**What to produce**
Copy every line of the data below word for word, and leave the pictures out of your answer.

**The records**
____

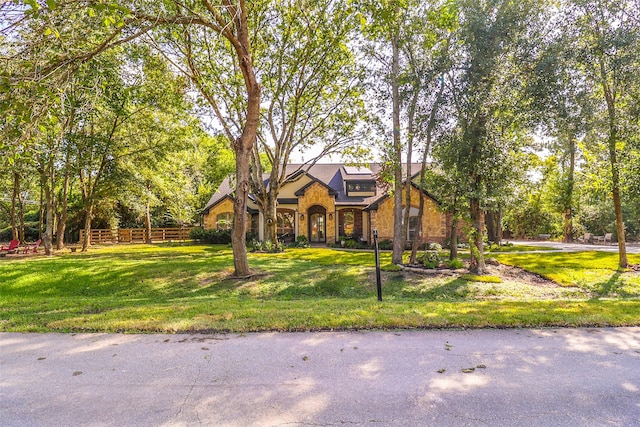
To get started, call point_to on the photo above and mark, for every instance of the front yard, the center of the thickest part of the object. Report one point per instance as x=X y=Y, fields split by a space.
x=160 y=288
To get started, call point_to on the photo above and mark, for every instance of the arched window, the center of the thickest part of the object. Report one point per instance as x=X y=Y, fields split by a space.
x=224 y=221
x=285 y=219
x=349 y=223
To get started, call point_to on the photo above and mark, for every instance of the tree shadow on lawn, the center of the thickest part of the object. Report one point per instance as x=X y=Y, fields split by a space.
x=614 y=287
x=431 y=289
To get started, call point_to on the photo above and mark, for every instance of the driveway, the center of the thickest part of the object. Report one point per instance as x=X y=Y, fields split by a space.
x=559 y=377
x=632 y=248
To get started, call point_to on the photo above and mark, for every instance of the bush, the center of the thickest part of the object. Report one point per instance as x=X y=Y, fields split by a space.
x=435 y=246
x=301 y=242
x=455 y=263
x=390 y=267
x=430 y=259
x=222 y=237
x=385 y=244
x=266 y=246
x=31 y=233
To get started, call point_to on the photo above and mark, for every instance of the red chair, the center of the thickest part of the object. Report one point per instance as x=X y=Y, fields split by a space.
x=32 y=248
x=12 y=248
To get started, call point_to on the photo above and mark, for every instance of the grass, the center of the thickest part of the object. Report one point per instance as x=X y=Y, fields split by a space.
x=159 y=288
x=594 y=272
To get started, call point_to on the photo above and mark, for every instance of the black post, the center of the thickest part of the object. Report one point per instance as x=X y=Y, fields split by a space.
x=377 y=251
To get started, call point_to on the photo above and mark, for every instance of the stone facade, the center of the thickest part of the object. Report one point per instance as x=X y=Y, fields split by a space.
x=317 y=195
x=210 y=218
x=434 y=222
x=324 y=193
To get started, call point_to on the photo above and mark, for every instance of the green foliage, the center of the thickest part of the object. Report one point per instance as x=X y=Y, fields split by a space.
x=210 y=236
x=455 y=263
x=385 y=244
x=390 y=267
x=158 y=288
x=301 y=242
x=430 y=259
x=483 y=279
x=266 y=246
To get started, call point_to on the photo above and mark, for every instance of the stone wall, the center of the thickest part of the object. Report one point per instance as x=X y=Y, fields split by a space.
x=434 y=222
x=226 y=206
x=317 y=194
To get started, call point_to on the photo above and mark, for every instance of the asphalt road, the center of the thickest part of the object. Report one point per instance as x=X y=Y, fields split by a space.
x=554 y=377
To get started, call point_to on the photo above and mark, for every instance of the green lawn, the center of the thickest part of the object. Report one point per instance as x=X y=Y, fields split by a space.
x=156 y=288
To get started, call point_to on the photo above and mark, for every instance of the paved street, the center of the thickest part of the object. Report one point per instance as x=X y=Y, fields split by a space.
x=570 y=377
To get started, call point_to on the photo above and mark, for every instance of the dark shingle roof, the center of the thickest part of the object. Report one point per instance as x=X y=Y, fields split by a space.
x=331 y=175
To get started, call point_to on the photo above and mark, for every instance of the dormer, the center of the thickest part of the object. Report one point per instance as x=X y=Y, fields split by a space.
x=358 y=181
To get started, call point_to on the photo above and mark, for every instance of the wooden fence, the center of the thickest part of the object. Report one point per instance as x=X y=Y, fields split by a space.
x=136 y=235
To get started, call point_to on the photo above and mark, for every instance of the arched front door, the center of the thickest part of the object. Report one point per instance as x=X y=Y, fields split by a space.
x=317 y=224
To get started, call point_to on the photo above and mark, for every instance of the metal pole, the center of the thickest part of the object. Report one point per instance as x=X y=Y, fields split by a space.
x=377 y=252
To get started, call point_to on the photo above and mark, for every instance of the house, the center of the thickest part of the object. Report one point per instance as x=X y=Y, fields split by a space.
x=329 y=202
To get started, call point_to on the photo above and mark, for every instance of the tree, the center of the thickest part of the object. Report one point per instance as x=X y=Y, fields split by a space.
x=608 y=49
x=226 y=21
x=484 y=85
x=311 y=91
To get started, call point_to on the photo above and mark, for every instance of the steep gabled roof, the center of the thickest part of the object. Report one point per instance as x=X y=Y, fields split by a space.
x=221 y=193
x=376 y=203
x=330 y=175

____

**Task answer**
To get started, call point_to on the photo above and mark, for every instance of the front yard, the center of the thickest part of the object. Report one point per instance as x=X y=Y, fields split by a space.
x=160 y=288
To get started, call point_to on the photo above and mark, for every instance of the arched window, the center of the thickest part of the object. Report one point per instance as x=X y=Y, fields split by a space.
x=224 y=221
x=285 y=219
x=349 y=223
To get started, call point_to on the photo above and mark, for every instance of the tree shadow on lawn, the center of the thickest part of the object. Report one point per instance as x=X y=Y, fields split by a space.
x=614 y=287
x=431 y=289
To get started, call point_to on the photo above and mark, for every instance of the driveway, the center of the thickest part of the object. Report one point per instance as x=X y=Y, fields split by a space.
x=559 y=377
x=632 y=248
To get started, call point_to on the photo above and mark, for every instance of the bush, the center of the thickest part of the object. Report one point per instance as x=X y=Y, fields split by a space.
x=435 y=246
x=301 y=242
x=455 y=263
x=390 y=267
x=430 y=259
x=222 y=237
x=385 y=244
x=266 y=246
x=31 y=233
To get started, call point_to on the photo above and mark, for every instance of the red chair, the center of the thickest part of the object. Report one point per instance as x=X y=Y, fields split by a space.
x=32 y=248
x=12 y=248
To get started, call point_to on the photo above and mark, for every instance of the grass, the center of the thickest part of the object. Report one point per instance as x=X y=Y, fields split by a space.
x=159 y=288
x=594 y=272
To get started, call point_to on the photo above and mark, for every instance of the black post, the center of the thickest part of the object. Report one point per instance as x=X y=Y, fields split by a space.
x=377 y=251
To get started, call point_to on the photo above and mark, for every instance of the stone facade, the center of the thickest part of the object. Report one point per instance as x=X y=Y, fields split by a space.
x=317 y=195
x=210 y=218
x=434 y=222
x=324 y=193
To get started, call point_to on the photo above and mark, for every instance of the green foliage, the center of the thickest part of the object. Report one point per instance as x=X y=Y, fields split by a space.
x=210 y=236
x=455 y=263
x=385 y=244
x=390 y=267
x=158 y=288
x=301 y=242
x=430 y=259
x=483 y=279
x=266 y=246
To get started, call point_to on the photo above and mark, for every instance of the stone wall, the center of the thickest part of the object. Report one point per instance as x=X y=Y, fields split by a space.
x=434 y=222
x=226 y=206
x=317 y=194
To get started, call point_to on the photo above and mark, for every instance of the asphalt road, the center of the thickest part of the object. Report one point per instance as x=X y=Y, fields split by a space.
x=554 y=377
To get started, call point_to on the photo above and mark, for every instance of the green lawn, the center of the thickest part of the object. Report one point per instance as x=X y=Y, fields split by a space.
x=156 y=288
To get started, call point_to on the photo above and mark, for every instance of the paved street, the center of the thickest part of the object. Report one point per instance as x=X y=Y, fields split by a space.
x=570 y=377
To get started, call point_to on the photo above and mark, for every instance of the dark shingle roof, the center of the thickest part of the object. Report one point per instance as x=X y=Y, fields split by a space.
x=331 y=175
To get started, call point_to on the photo above and mark, for every instance of the dormer, the center of the thickest part of the object. Report one point per instance as x=X y=Y, fields split by a space.
x=358 y=181
To get started, call point_to on the photo above and mark, for every instance of the wooden fence, the center of the thickest part of the object. Report one point per instance as x=X y=Y, fields split by a space.
x=136 y=235
To get started, call point_to on the photo above and mark, for every instance of the arched front door, the center of the thickest part of the object. Report one point per instance as x=X y=Y, fields split by a space.
x=317 y=224
To get started, call point_to on the photo above and mark, for every instance of the metal pole, the center of the thickest part of the object. Report one point per instance as x=X y=Y, fields split by a space.
x=377 y=252
To get started, call point_to on the photo above and mark, for every instance of the house, the center of the thickest part of the object. Report one point per instance as x=X y=Y, fields split by a space.
x=329 y=202
To get started, call point_to on the photo above and mark, for every instance of the tree, the center of the thickest part of the object. Report one point per instance as x=X y=Y, fields split by a space.
x=608 y=49
x=226 y=21
x=484 y=85
x=311 y=91
To get started, call point_to on the photo above and mark, for every instance of the steep gabled roof, the center of the thickest part of the object. Report one point per instance as x=X y=Y, fields split by a space.
x=221 y=193
x=376 y=203
x=330 y=175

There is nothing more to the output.